- **Work required**
Repeat the following lines exactly and nothing else: the line containing "Every instance of the xxxx" and each line after it through the end of the listing.

# start of Records for the task

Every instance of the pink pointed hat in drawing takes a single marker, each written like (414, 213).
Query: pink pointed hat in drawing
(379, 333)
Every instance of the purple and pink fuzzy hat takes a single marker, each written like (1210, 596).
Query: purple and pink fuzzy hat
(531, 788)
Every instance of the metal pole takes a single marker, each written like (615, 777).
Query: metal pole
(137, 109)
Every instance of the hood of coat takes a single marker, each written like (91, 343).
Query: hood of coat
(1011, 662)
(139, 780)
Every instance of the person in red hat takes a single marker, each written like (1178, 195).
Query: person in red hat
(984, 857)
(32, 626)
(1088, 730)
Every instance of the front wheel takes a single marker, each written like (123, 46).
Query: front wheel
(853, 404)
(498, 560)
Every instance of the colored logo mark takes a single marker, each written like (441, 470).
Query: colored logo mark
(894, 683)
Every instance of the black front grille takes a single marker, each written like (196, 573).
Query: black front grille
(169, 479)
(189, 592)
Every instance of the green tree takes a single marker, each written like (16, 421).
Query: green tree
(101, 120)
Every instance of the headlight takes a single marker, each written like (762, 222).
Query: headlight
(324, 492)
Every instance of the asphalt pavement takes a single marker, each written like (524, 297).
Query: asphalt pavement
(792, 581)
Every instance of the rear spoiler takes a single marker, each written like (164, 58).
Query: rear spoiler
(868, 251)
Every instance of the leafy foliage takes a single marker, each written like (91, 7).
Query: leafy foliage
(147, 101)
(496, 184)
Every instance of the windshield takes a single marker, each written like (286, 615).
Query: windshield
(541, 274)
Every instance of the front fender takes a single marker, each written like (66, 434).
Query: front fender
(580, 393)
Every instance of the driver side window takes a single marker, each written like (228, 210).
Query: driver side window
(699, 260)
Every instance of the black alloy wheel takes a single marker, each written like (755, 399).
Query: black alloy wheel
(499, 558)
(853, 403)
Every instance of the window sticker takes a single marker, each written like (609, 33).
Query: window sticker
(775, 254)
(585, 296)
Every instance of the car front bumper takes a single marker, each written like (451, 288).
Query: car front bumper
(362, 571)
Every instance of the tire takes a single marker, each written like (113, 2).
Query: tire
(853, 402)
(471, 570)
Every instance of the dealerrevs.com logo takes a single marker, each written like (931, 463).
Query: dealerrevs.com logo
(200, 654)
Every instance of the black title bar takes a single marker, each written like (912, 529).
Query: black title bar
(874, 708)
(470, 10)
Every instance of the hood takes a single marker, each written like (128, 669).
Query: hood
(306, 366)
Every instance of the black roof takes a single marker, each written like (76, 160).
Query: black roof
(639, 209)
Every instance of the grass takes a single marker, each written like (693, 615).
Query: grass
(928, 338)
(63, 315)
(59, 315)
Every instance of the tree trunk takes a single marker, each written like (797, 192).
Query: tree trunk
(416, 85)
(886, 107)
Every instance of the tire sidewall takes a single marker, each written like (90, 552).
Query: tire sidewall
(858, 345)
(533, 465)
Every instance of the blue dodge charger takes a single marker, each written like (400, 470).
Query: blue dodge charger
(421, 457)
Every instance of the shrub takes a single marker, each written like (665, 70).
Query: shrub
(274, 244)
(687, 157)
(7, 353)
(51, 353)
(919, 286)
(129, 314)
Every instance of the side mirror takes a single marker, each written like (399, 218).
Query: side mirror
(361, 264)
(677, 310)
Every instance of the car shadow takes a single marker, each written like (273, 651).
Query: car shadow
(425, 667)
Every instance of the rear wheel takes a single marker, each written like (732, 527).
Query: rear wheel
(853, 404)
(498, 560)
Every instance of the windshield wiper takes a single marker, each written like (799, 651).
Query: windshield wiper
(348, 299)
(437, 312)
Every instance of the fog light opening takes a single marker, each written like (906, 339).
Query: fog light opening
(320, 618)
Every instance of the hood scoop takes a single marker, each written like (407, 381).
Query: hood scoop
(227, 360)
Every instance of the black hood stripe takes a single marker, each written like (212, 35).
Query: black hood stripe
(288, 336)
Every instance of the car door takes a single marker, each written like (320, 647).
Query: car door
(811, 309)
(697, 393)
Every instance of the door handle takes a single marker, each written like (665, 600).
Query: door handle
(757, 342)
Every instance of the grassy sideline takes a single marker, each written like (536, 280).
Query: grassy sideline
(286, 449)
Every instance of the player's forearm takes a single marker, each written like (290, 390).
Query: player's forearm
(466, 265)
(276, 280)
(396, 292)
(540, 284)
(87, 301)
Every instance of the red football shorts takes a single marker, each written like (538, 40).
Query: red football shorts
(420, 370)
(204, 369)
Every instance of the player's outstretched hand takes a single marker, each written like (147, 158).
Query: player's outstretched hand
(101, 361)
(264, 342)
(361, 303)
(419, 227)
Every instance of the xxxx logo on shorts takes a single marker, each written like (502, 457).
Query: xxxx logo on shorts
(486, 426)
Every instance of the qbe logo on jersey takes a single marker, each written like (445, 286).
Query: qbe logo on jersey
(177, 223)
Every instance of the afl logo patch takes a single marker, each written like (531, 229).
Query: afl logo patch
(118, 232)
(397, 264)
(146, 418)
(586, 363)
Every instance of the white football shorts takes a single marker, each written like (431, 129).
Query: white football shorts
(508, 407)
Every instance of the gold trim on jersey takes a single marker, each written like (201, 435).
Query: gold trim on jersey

# end of Records for the task

- **Finished task**
Every instance of the xxxx logo on shorts takes a single marker, each written like (502, 457).
Query: xxxx logo on shorts
(486, 426)
Every instance of the qbe logo on jersey takes a single marker, each written like (445, 286).
Query: qbe logo on jersey
(177, 223)
Every instance of the afl logo patch takes a single marker, each written like (531, 229).
Query: afl logo patch
(118, 232)
(397, 264)
(146, 418)
(586, 363)
Every instance of the white football shorts takes a single marker, each written like (431, 129).
Query: white football shorts
(508, 407)
Every instance of the gold trim on jersey takes a single marker, each written like (201, 435).
Query: gold trim on jersey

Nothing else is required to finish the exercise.